**REQUIRED TASK A**
Find every line in the records below that contains the string "tent", and copy each of those lines.

**QUOTED PASSAGE**
Here's a free-market solution for RWA1 and other right wingers who want the nanny state for themselves but for no one else: Pay for your Metropolitan Opera, Symphony, Harmonia, Pipe Dreams, etc. instead of demanding that the public support your Old-Europe fetishes. I've actually talked about this face-to-face with RWA1. He is aware of the contradiction, he just doesn't care: he wants to be able to tune in to the opera every Saturday afternoon, and if it's not commercially viable, then he wants the government to pay for it, free-market principles be damned. (P.S. I forgot to mention: amazingly, RWA1 has told me that donating to the local station is 'paying for it.' Not while our socialist totalitarian government is holding a knife to the throats of decent Americans to extort their tax dollars to subsidize effete elitist Old Europe culture, it isn't. A free-market solution means economic freedom means no taxpayer support.)

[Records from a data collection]

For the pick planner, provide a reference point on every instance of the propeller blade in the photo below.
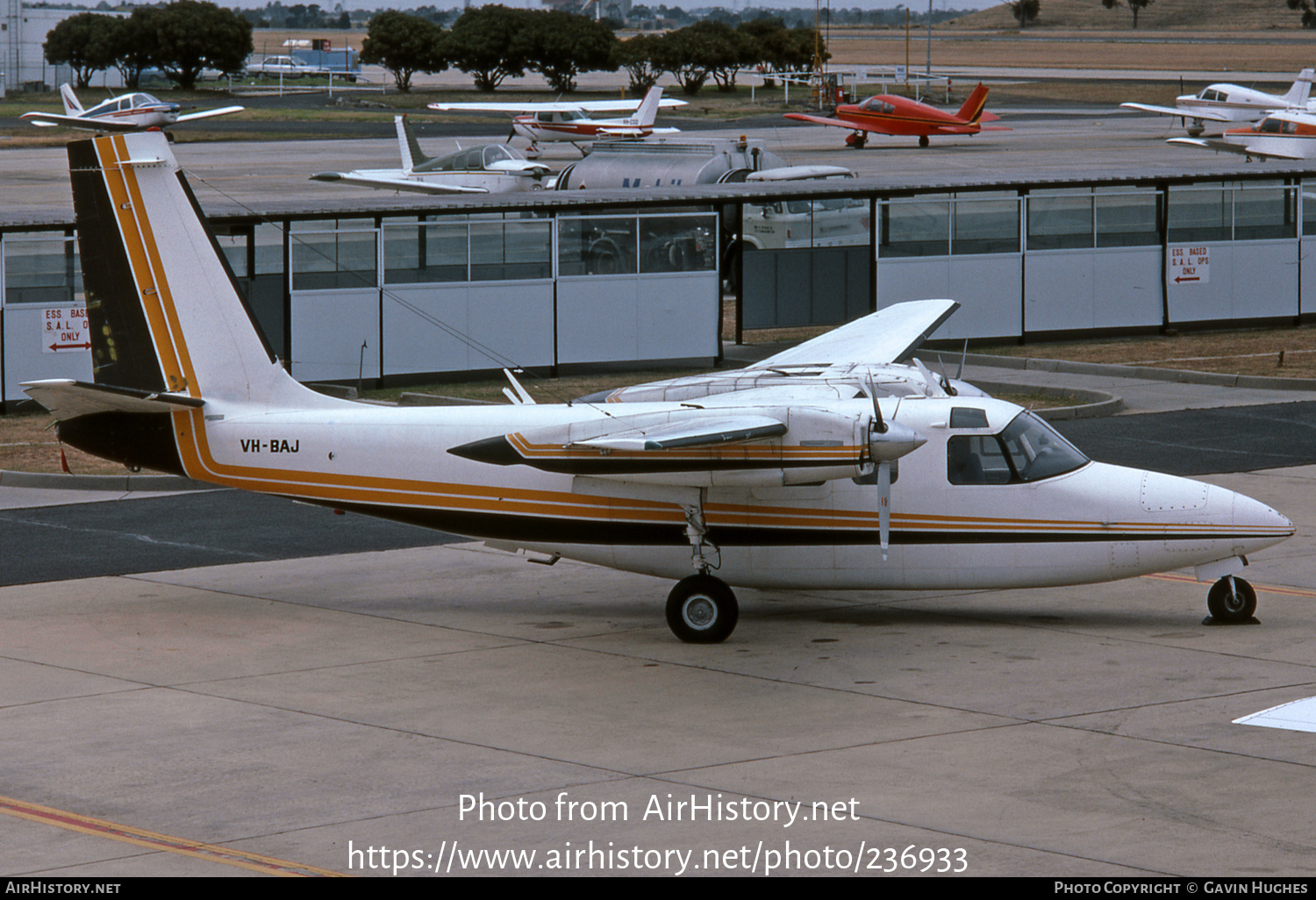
(884, 505)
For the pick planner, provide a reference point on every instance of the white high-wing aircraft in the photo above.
(1278, 136)
(483, 168)
(132, 112)
(570, 121)
(1232, 103)
(826, 466)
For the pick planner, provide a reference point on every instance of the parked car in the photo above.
(286, 66)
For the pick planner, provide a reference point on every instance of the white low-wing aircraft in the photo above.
(570, 121)
(482, 168)
(1278, 136)
(826, 466)
(132, 112)
(1232, 103)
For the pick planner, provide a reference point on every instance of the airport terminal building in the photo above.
(397, 289)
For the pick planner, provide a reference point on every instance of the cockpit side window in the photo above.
(1028, 450)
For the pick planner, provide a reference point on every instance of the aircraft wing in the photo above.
(68, 399)
(208, 113)
(1229, 146)
(386, 183)
(516, 108)
(50, 120)
(1184, 113)
(881, 337)
(824, 120)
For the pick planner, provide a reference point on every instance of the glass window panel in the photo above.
(1265, 213)
(504, 250)
(41, 270)
(1200, 216)
(916, 229)
(986, 226)
(1126, 220)
(333, 260)
(268, 250)
(678, 244)
(1060, 223)
(426, 253)
(597, 246)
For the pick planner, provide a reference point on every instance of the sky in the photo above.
(736, 5)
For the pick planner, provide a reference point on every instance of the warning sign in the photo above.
(65, 329)
(1190, 265)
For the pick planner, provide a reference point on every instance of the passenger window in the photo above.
(968, 418)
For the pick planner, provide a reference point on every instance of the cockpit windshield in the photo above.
(1028, 450)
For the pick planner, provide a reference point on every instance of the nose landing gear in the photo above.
(1232, 602)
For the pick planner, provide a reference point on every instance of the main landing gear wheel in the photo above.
(702, 610)
(1232, 602)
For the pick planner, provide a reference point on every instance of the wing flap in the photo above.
(66, 399)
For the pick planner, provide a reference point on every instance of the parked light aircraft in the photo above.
(483, 168)
(826, 466)
(1232, 103)
(570, 121)
(132, 112)
(1278, 136)
(892, 115)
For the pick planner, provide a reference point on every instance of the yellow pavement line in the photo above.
(1268, 589)
(153, 841)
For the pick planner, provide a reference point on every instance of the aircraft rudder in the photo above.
(71, 104)
(974, 105)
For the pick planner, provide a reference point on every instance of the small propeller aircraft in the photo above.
(483, 168)
(892, 115)
(1232, 103)
(570, 121)
(132, 112)
(828, 466)
(1278, 136)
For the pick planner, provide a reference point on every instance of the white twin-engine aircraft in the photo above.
(826, 466)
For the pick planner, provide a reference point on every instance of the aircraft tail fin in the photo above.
(165, 311)
(1300, 91)
(647, 111)
(973, 110)
(410, 146)
(71, 105)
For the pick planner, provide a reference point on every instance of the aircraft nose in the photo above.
(1260, 523)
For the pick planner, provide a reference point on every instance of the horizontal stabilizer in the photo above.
(1187, 113)
(68, 399)
(882, 337)
(1229, 146)
(415, 186)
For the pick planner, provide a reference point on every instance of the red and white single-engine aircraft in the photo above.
(1278, 136)
(891, 115)
(132, 112)
(829, 466)
(570, 121)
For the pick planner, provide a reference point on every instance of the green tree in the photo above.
(195, 34)
(1026, 11)
(1134, 7)
(560, 45)
(776, 49)
(637, 57)
(404, 45)
(487, 42)
(1307, 10)
(78, 42)
(132, 46)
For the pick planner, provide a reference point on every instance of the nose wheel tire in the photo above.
(702, 610)
(1232, 602)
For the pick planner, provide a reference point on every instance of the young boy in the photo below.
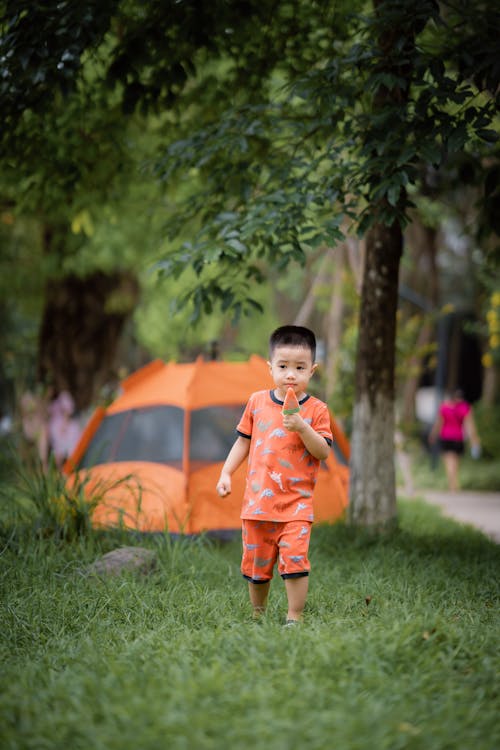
(284, 452)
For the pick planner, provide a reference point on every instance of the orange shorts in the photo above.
(265, 542)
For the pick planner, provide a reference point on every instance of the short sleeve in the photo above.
(322, 423)
(245, 425)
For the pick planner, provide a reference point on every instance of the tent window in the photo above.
(213, 432)
(154, 434)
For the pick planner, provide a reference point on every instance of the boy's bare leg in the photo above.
(296, 591)
(258, 597)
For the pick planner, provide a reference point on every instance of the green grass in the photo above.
(482, 475)
(173, 660)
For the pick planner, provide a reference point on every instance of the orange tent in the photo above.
(159, 448)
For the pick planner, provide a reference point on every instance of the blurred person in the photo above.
(64, 429)
(454, 425)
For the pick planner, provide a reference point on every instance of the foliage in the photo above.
(45, 503)
(398, 648)
(317, 149)
(487, 418)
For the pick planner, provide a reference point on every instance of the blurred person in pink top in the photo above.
(453, 426)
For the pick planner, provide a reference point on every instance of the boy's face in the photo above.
(291, 366)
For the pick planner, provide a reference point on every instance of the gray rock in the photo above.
(136, 559)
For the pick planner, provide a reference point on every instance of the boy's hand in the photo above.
(224, 485)
(293, 422)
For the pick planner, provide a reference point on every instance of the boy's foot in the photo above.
(258, 613)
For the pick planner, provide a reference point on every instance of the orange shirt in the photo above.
(281, 471)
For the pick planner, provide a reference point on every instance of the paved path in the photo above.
(480, 509)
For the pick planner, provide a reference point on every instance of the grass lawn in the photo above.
(399, 647)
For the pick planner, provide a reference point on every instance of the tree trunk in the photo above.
(80, 333)
(372, 478)
(334, 321)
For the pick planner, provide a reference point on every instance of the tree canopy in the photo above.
(279, 124)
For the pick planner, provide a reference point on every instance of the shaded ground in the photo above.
(480, 509)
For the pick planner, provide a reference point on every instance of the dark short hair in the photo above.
(293, 336)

**REQUIRED TASK B**
List the programs and institutions that the comment about public arts funding names as things its target should pay for himself.

**CORRECT RESPONSE A**
For the pick planner, provide a reference point on every instance of the tent window in the photo above.
For the pick planner, provide a reference point on every instance of the orange tent in the photo above.

**CORRECT RESPONSE B**
- Metropolitan Opera
- Symphony
- Harmonia
- Pipe Dreams